→ **What the exercise asks**
Word for word, restate the lines of the data from the first through the one containing "formatted like (782,258)", and nothing else.

→ **Data under study**

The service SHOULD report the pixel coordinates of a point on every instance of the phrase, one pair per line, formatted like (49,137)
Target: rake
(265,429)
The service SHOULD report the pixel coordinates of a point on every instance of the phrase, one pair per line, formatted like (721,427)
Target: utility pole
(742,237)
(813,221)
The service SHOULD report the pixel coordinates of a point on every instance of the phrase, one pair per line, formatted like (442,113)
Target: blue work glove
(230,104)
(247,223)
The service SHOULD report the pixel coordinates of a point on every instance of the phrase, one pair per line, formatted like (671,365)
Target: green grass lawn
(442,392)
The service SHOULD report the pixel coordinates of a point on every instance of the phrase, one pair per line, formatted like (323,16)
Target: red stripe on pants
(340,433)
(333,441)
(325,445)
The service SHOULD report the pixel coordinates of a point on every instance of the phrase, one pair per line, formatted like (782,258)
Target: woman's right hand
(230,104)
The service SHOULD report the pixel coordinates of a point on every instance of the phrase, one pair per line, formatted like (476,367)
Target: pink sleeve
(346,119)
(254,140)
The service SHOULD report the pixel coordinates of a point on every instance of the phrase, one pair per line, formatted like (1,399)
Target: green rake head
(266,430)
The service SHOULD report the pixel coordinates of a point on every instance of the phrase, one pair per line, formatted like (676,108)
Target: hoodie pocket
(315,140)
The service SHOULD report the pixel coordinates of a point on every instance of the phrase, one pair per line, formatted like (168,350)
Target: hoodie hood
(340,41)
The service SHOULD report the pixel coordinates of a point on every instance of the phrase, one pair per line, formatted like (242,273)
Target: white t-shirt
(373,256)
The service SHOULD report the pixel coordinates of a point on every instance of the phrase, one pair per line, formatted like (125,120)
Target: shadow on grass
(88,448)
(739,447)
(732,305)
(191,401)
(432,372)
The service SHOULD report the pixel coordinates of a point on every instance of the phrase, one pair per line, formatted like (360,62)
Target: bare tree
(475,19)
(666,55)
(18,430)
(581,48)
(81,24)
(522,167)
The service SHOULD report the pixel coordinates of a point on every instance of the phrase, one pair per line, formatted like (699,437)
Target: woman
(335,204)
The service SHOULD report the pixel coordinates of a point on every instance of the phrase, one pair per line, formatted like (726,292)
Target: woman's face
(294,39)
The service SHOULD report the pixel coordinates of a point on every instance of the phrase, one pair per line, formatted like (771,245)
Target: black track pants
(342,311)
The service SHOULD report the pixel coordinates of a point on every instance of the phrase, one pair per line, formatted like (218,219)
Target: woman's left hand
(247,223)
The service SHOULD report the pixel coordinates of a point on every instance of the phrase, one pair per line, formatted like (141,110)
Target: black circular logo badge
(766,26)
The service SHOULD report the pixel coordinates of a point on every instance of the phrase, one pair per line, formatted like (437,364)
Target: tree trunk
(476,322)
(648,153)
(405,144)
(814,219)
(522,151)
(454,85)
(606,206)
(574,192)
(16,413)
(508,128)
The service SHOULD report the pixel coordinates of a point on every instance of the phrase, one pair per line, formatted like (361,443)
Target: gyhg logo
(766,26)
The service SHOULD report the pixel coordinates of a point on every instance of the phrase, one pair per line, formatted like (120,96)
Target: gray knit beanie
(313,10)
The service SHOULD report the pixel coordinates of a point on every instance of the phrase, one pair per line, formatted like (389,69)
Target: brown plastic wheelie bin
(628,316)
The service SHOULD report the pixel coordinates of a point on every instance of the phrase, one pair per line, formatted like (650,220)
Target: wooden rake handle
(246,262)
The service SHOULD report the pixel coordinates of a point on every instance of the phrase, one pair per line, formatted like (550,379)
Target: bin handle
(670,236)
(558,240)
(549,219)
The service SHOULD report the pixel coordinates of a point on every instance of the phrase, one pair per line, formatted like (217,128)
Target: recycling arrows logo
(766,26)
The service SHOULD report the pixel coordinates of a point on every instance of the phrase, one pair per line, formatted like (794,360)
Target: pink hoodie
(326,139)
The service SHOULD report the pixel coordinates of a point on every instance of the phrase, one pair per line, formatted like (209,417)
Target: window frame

→ **Solution to the problem**
The service SHOULD report the pixel coordinates of a point on every instance of the phrase, one pair per line, formatted like (49,137)
Target: rake
(265,429)
The service SHOULD report the pixel coordinates of a point on every instance of the phrase, one pair per line, formatted like (721,427)
Target: utility pole
(742,237)
(813,221)
The service SHOULD report the pixel coordinates of a point on every instance of the phrase, one pair per line, formatted like (442,113)
Target: blue work glove
(230,104)
(247,223)
The service SHOULD report the pixel coordinates of a point on every instance of the phrase, one pair per line, formatted like (671,365)
Target: green grass lawn
(442,392)
The service SHOULD report the pixel coordinates of a point on every instance of the phrase, one pair per line, formatted like (323,16)
Target: red stripe on pants
(340,433)
(333,441)
(325,445)
The service SHOULD report the pixel coordinates of a point on every instance of the phrase, one pair per line, formatted like (782,258)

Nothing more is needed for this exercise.